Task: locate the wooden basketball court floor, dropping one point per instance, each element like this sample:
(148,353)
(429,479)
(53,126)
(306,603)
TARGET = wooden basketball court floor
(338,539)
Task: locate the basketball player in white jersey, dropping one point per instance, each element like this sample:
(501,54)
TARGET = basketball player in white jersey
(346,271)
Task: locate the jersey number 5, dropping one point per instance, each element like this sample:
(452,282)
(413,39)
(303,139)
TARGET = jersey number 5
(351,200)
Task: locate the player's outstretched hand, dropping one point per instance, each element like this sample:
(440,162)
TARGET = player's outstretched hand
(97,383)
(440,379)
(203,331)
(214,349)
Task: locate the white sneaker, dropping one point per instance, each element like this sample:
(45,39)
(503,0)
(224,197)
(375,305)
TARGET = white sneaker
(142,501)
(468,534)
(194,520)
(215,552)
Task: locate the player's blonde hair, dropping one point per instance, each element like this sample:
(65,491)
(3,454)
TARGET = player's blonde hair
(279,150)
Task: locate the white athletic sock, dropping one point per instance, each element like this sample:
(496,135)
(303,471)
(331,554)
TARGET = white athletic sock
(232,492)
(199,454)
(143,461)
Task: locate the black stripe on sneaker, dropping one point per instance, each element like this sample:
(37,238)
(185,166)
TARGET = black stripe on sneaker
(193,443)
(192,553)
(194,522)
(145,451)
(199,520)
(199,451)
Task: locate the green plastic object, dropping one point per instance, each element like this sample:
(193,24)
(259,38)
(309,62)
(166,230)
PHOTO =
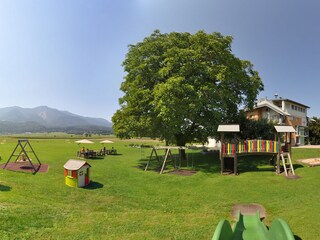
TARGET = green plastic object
(249,227)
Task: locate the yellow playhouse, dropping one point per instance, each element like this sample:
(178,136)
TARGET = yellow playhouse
(76,173)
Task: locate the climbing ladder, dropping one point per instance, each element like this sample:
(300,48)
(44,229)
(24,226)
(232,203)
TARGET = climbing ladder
(285,157)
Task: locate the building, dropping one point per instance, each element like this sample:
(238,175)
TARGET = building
(76,173)
(283,112)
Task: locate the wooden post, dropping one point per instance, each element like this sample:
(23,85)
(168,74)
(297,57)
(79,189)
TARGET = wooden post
(165,159)
(278,155)
(221,154)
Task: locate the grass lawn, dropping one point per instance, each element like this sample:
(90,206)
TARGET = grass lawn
(125,202)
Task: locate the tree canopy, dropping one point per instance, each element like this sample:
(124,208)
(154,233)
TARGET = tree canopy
(180,86)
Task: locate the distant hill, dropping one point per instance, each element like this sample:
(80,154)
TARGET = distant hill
(43,118)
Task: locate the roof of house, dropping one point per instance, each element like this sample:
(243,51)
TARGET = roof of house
(288,100)
(266,103)
(75,164)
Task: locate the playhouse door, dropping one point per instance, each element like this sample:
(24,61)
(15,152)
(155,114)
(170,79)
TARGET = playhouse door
(81,177)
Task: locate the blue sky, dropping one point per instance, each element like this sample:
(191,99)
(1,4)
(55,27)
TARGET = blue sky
(67,54)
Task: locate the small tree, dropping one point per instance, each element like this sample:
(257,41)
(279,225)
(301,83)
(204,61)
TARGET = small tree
(180,87)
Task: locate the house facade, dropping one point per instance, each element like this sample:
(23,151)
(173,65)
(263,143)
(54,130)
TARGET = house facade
(283,112)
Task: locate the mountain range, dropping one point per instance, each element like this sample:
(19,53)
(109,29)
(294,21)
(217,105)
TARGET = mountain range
(46,119)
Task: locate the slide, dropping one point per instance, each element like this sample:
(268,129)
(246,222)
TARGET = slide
(250,227)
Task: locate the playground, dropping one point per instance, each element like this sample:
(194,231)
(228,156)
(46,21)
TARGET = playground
(123,201)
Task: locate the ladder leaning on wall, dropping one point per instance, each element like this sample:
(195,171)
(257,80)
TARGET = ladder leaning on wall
(286,158)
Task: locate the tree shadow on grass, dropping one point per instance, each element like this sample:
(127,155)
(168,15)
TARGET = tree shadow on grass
(93,185)
(4,188)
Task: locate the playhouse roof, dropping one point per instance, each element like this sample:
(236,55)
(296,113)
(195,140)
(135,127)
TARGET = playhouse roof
(75,164)
(229,128)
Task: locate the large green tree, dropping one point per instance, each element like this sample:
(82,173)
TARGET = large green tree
(180,86)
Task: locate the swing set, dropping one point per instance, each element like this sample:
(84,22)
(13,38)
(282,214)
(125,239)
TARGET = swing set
(22,152)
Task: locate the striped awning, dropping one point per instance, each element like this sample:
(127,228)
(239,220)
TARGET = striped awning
(229,128)
(284,129)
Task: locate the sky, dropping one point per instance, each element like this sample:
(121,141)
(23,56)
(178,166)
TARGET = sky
(68,54)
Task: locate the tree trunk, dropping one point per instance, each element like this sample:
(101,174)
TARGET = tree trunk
(180,140)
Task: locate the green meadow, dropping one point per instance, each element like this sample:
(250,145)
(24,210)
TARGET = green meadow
(125,202)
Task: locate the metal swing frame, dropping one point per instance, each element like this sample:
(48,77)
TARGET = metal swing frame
────────────────
#### REQUIREMENTS:
Write out the listing word for word, omitting the pictures it holds.

#### ANSWER TO THIS PROBLEM:
Task: locate the wooden basketball court floor, dropping one point per instance, each element like this sample:
(148,353)
(429,479)
(53,126)
(306,603)
TARGET = wooden basketball court floor
(338,539)
Task: locate the basketball player in white jersey, dropping one point per instance, each element like this sample:
(501,54)
TARGET = basketball player in white jersey
(346,271)
Task: locate the jersey number 5, dropping one point per instance, each element like this sample:
(452,282)
(413,39)
(303,139)
TARGET = jersey number 5
(351,200)
Task: locate the player's outstretched hand, dropping one point per instance, each element like this sample:
(440,162)
TARGET = player's outstretched hand
(97,383)
(440,379)
(203,331)
(214,349)
Task: locate the white sneaker, dropping one point per instance, each element like this sample:
(45,39)
(503,0)
(224,197)
(375,305)
TARGET = white sneaker
(142,501)
(468,534)
(194,520)
(215,552)
Task: locate the player's blonde hair, dropping one point per instance, each element like this sample:
(65,491)
(3,454)
TARGET = player's blonde hair
(279,150)
Task: locate the white athletic sock, dropping one point per instance, each element like this sample:
(496,135)
(303,471)
(331,554)
TARGET = white athletic sock
(232,492)
(199,454)
(143,461)
Task: locate the black stripe on sneaker, dropping one point per instance, each element like this sample:
(37,238)
(185,166)
TARGET = black stripe on sneaker
(193,443)
(192,553)
(194,522)
(145,451)
(199,520)
(199,451)
Task: locate the green plastic object, dropping one point per instance, each element like this sample:
(193,24)
(259,38)
(309,62)
(166,230)
PHOTO =
TARGET = green plastic object
(249,227)
Task: locate the yellow playhouse, dropping one point per instance, each element like this sample:
(178,136)
TARGET = yellow playhouse
(76,173)
Task: locate the climbing ladder, dropping one point per instance, each element like this sample:
(300,48)
(44,229)
(24,226)
(232,203)
TARGET = climbing ladder
(285,157)
Task: locate the building, dropping one point per instance, each element like this sample:
(238,175)
TARGET = building
(76,173)
(283,112)
Task: locate the wooden post, dropping one point per instance, each element like this sample:
(23,85)
(168,74)
(297,57)
(79,189)
TARGET = wooden post
(165,159)
(278,155)
(221,154)
Task: locate the grass lawn, dropping one point per instance, each element like this sample:
(90,206)
TARGET = grass lawn
(125,202)
Task: locate the tree canopy, dropping one point per instance, each element like this sample:
(124,208)
(154,233)
TARGET = tree canopy
(180,86)
Task: locate the distant hill, dropping one point per instance, each element like this sample:
(80,154)
TARGET = distant hill
(43,118)
Task: locate the roof of house, dropping one point per instance, each element like this sample:
(243,51)
TARGET = roof of house
(288,100)
(266,103)
(75,164)
Task: locate the playhouse door, dropping one point per instance, each element like this sample:
(24,61)
(15,152)
(155,114)
(170,79)
TARGET = playhouse door
(81,177)
Task: locate the blue sky, dropping one point per instance, each element like this sample:
(191,99)
(1,4)
(55,27)
TARGET = blue sky
(67,54)
Task: locate the small tree, dropping one point per instance, each element like this sample:
(257,41)
(279,225)
(301,83)
(204,61)
TARGET = small tree
(180,87)
Task: locate the house facade, dropping one point per instance, each element like this sample:
(23,151)
(173,65)
(263,143)
(54,130)
TARGET = house facade
(283,112)
Task: locate the mountain range, dropping one point per instance, each element like this sample:
(19,53)
(109,29)
(294,21)
(217,105)
TARGET = mountain range
(46,119)
Task: locate the slide, dropping one point per instance, each element like this sample:
(268,129)
(246,222)
TARGET = slide
(250,227)
Task: locate the playground, dropping one point per instance, each element like this sample:
(194,231)
(228,156)
(46,21)
TARGET = playground
(123,201)
Task: locate the ladder leaning on wall, dropping one point per instance, each element like this sample:
(195,171)
(257,80)
TARGET = ladder leaning on wall
(286,158)
Task: locate the tree shadow on grass, dropping one point per instance, each element like this sample:
(127,155)
(168,15)
TARGET = tree shadow on grass
(93,185)
(4,188)
Task: locate the playhouse roof, dropping one point per instance, each element like this sample:
(236,55)
(296,113)
(195,140)
(135,127)
TARGET = playhouse roof
(75,164)
(229,128)
Task: locate the large green tree, dropping one point per instance, each element like this sample:
(82,173)
TARGET = large green tree
(180,86)
Task: locate the swing set, dropping one point per instance, each element like this sample:
(84,22)
(13,38)
(282,214)
(125,239)
TARGET = swing set
(22,152)
Task: locate the striped awning, dropping one point per instance, each element like this sample:
(127,228)
(239,220)
TARGET = striped awning
(229,128)
(284,129)
Task: locate the sky, dropping one point per instance, each element like this sample:
(121,141)
(23,56)
(178,166)
TARGET = sky
(68,54)
Task: locate the tree trunk, dropping one point per instance, each element like this sample:
(101,174)
TARGET = tree trunk
(180,140)
Task: locate the green meadow, dropping one point per instance, each element like this sample:
(250,145)
(24,210)
TARGET = green meadow
(125,202)
Task: locate the metal swing frame, dropping one point per instance, each element like this sample:
(48,77)
TARGET = metal swing frame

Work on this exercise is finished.